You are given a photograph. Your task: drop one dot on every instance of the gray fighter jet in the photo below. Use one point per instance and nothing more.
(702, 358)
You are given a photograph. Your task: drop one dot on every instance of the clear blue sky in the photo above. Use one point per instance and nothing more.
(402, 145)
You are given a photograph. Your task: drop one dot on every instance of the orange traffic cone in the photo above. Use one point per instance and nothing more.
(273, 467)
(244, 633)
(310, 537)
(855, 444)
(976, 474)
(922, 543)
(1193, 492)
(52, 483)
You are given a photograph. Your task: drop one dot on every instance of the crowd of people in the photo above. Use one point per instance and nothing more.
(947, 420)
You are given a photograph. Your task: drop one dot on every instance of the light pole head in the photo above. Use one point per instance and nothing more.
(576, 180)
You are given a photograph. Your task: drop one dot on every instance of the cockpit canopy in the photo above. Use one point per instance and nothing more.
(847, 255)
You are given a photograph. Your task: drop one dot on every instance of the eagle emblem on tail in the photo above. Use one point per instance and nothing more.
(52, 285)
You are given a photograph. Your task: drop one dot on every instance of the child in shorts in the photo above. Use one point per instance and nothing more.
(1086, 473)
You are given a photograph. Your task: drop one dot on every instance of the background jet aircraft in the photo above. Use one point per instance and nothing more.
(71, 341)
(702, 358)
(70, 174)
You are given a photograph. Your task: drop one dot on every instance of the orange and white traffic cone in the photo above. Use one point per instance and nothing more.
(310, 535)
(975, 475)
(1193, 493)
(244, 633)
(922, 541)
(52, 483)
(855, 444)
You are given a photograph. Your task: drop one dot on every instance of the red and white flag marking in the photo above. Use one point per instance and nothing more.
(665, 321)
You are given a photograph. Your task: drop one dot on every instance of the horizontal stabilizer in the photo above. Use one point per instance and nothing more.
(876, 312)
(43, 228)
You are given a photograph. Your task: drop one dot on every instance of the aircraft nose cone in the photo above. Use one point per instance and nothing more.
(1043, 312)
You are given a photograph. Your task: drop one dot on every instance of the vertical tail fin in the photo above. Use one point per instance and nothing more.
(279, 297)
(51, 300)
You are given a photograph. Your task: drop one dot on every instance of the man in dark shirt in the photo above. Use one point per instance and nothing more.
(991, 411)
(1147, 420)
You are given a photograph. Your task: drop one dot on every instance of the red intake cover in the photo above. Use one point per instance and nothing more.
==
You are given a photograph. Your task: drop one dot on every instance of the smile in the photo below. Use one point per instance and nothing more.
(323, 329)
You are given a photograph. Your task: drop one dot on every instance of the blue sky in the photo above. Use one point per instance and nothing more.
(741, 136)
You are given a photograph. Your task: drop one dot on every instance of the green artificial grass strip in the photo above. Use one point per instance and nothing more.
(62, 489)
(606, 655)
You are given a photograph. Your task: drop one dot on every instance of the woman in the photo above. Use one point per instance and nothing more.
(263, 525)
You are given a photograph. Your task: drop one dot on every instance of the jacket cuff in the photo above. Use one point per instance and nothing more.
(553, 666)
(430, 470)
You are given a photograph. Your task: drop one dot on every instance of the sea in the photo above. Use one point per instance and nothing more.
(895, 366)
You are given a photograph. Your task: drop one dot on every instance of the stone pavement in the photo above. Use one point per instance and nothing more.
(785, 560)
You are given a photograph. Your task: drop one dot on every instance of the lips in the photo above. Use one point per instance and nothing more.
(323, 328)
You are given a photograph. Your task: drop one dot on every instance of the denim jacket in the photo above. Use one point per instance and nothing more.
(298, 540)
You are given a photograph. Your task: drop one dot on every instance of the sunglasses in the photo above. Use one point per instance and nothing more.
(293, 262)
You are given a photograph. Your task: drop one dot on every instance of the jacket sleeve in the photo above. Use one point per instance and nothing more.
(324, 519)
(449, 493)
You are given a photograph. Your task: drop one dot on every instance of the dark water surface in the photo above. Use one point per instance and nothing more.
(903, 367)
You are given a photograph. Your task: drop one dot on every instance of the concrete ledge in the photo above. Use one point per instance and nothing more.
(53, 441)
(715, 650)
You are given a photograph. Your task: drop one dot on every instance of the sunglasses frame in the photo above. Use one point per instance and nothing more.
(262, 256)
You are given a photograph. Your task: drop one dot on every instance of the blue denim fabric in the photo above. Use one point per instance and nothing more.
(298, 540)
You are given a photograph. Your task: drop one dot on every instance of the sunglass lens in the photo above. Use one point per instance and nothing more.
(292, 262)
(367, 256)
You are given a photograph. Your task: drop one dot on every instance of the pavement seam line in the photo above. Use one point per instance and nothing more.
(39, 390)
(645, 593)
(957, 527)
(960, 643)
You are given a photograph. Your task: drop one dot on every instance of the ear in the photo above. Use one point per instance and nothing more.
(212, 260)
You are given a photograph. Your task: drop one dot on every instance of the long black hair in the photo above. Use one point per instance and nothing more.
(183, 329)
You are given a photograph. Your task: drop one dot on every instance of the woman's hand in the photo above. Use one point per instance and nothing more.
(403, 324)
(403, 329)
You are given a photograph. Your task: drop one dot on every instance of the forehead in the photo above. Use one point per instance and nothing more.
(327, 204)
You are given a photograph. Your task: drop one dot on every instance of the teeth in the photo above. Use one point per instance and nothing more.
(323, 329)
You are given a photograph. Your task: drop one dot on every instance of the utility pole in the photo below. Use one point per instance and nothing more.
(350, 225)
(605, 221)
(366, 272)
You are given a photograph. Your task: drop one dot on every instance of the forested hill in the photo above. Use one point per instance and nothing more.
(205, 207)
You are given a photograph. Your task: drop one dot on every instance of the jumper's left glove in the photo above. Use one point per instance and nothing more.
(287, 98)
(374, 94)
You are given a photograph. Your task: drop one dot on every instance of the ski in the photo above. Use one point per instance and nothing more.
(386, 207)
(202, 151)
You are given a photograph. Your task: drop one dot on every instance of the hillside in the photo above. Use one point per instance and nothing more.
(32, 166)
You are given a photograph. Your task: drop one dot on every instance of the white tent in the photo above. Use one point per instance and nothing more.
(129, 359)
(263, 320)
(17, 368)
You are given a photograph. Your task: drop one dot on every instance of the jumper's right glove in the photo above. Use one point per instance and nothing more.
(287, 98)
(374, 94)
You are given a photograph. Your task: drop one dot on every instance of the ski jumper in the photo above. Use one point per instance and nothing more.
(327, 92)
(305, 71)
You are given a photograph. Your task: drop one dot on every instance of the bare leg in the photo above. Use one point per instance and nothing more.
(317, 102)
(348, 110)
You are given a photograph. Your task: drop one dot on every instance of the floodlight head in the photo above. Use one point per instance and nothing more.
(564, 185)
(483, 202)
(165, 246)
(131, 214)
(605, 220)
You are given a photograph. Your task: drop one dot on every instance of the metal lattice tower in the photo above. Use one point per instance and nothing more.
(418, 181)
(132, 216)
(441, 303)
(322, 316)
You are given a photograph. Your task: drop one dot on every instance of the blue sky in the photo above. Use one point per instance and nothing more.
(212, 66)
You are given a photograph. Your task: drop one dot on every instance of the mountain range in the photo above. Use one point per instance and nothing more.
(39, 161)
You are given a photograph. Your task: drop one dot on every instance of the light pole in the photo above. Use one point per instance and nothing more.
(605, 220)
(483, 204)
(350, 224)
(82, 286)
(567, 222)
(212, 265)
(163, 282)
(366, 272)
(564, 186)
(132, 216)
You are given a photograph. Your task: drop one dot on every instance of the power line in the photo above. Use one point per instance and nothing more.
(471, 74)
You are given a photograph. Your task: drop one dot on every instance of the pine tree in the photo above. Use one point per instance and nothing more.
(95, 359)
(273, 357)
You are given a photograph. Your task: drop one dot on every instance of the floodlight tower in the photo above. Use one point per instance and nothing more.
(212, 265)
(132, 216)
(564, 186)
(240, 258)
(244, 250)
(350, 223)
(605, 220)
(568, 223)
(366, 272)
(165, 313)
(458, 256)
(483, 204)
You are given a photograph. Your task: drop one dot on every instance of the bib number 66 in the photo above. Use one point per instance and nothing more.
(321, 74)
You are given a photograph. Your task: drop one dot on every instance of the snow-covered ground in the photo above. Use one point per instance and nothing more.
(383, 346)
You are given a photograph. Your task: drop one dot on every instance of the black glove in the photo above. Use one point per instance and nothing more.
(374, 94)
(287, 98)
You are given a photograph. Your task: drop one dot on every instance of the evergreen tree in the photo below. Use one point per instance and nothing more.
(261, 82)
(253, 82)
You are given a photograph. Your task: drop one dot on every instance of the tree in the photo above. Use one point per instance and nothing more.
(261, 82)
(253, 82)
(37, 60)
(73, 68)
--
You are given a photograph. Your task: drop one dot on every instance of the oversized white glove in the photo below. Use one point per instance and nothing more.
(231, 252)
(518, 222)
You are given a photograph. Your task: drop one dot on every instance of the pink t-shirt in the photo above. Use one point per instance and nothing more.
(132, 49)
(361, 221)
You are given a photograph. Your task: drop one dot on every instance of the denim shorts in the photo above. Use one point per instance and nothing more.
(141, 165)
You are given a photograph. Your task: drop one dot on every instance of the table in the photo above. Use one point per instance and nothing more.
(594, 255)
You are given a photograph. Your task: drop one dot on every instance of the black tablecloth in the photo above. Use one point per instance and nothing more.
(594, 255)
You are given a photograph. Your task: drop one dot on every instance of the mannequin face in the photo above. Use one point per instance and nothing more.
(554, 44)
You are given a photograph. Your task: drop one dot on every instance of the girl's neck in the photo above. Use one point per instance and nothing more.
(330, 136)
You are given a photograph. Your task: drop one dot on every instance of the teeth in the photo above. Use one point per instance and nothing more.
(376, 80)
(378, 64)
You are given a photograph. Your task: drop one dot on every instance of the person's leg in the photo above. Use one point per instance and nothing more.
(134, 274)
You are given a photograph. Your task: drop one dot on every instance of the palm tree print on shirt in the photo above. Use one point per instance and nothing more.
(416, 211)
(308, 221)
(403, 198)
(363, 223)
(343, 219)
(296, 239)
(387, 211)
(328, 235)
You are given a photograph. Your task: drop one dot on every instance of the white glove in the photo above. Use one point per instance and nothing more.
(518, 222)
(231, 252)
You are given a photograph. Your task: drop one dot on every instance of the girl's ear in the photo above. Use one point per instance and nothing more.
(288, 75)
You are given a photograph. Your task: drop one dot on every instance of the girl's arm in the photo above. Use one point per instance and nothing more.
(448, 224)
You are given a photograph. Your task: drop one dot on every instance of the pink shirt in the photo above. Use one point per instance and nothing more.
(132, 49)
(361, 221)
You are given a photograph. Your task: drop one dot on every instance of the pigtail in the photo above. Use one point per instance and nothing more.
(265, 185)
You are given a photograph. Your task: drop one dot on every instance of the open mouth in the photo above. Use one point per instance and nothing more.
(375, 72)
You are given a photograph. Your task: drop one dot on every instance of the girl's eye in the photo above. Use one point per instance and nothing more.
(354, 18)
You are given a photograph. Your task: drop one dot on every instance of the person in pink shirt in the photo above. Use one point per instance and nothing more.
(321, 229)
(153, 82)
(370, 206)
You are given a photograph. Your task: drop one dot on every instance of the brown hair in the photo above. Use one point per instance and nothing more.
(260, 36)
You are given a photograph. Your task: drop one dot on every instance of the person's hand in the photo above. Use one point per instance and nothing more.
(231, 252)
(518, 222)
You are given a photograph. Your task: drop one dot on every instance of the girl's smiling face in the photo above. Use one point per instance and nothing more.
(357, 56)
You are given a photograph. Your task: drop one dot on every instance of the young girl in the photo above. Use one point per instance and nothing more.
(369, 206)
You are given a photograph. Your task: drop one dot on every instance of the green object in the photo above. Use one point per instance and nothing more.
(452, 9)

Written task:
How many lines of the records contain the string "shirt"? Reply with the number alone.

Full answer:
5